Identify every line in the data below that contains the word "green", and copy each one.

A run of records
Begin

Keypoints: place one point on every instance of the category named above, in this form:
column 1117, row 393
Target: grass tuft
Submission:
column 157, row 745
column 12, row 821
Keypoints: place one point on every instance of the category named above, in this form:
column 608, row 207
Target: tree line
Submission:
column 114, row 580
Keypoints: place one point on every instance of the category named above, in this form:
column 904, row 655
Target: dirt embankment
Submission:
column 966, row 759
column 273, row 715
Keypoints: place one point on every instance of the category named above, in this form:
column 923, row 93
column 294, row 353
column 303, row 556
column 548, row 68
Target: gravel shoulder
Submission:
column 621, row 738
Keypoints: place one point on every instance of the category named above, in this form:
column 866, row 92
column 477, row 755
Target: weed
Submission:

End
Begin

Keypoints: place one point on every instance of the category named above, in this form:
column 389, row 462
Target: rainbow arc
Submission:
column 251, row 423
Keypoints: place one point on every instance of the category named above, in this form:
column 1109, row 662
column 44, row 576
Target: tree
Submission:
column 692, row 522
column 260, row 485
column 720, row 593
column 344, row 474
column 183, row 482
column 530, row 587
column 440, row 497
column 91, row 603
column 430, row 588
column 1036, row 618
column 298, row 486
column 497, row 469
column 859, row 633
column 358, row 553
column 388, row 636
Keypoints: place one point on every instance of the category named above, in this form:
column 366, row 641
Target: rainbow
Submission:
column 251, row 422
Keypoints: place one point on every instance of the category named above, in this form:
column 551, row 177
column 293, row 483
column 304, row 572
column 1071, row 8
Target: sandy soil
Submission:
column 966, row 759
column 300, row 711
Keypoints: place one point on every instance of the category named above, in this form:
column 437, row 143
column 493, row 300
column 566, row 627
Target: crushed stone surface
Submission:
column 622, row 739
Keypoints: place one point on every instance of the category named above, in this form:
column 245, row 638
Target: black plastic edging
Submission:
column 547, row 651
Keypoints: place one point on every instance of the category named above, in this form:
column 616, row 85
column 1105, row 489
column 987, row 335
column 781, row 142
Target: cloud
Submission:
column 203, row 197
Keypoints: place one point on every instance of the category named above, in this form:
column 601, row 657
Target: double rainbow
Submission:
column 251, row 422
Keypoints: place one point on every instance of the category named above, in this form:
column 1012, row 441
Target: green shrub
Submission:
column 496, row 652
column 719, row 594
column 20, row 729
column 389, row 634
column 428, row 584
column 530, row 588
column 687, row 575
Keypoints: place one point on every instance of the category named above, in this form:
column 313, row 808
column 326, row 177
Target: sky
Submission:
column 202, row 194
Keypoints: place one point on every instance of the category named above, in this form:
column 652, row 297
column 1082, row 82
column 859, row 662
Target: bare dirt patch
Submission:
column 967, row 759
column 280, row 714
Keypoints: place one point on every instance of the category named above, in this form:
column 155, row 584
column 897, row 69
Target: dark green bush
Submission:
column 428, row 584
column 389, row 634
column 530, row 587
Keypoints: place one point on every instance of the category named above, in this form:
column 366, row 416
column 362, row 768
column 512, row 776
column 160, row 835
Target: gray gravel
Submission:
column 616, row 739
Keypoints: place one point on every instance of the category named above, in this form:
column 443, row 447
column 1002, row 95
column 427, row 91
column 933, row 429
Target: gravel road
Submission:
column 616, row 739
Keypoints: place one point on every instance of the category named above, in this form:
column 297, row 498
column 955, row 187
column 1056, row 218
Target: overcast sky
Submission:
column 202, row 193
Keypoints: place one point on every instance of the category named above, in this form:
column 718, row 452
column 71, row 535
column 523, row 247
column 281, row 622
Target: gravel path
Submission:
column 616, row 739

End

#### TASK ANSWER:
Target: green shrub
Target: dark green bush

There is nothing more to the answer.